* **DO THIS**
Reproduce every one of the records below word for word, without leaving out or altering anything.
[START OF LISTED ENTRIES]
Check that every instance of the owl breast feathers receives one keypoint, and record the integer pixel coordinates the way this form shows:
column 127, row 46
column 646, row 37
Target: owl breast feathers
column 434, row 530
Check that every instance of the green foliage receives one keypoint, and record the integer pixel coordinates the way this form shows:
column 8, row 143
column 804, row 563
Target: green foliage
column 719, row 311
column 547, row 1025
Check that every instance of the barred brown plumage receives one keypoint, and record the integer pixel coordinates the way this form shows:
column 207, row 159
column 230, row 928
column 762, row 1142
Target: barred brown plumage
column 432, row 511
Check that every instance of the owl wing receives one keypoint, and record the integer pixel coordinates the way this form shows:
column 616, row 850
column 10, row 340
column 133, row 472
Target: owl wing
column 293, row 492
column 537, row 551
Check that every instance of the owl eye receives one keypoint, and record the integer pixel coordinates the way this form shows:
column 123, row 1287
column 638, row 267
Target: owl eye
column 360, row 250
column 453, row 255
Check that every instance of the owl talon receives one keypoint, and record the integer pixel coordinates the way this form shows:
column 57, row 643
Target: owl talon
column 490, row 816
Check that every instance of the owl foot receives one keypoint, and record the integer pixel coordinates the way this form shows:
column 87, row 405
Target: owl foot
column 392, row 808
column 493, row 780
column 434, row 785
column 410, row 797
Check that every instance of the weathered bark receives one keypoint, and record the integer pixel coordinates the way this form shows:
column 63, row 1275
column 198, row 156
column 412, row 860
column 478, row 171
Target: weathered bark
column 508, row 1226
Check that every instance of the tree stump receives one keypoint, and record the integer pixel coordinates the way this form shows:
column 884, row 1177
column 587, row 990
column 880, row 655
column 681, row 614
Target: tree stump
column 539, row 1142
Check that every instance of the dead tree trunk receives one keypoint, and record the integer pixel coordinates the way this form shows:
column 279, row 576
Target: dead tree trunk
[END OF LISTED ENTRIES]
* **SOLUTION**
Check that every instance of the owl breast feathers receives one keypoint, and record the integer pixel coordinates the way this form shows:
column 127, row 46
column 646, row 37
Target: owl breast feathers
column 434, row 530
Check that every instance of the green foliage receives one keypoint, and record the integer pixel coordinates the way this form shows:
column 8, row 143
column 804, row 563
Target: green foliage
column 719, row 311
column 547, row 1025
Check that every instance of the barred brown plumage receives one keypoint, and record the integer pixel coordinates the way this form shows:
column 207, row 159
column 230, row 928
column 762, row 1142
Target: barred brown plumage
column 432, row 511
Check that every instance of the owl wing receives one keypoint, and record the integer pixel coordinates the way this form shows:
column 616, row 850
column 10, row 340
column 133, row 472
Target: owl wing
column 293, row 492
column 537, row 551
Check that every instance of the owl eye receives one keypoint, and record the integer pixel coordinates the way this form shows:
column 123, row 1287
column 638, row 267
Target: owl eye
column 360, row 250
column 453, row 255
Check that every instance of the owl talon receives one keypoint, and record the integer pixel coordinates the way this form shows:
column 57, row 643
Target: owl talon
column 490, row 816
Check that every instance of the owl foot receives one keypoint, and record the integer pixel coordinates the way this form shows:
column 87, row 405
Target: owl foot
column 392, row 808
column 493, row 780
column 434, row 785
column 410, row 797
Check that every instance of the weathered bark receives one keypoint, and record the integer pixel coordinates the way this form shows:
column 63, row 1275
column 198, row 156
column 412, row 860
column 478, row 171
Target: weathered bark
column 508, row 1226
Check that every instance of the tree stump receives one keypoint, and record the integer pixel coordinates the way this form shows:
column 884, row 1177
column 587, row 990
column 880, row 655
column 681, row 614
Target: tree stump
column 539, row 1142
Check that every instance of the dead tree trunk receives one keypoint, and record the integer pixel coordinates the way this form shows:
column 279, row 576
Target: dead tree trunk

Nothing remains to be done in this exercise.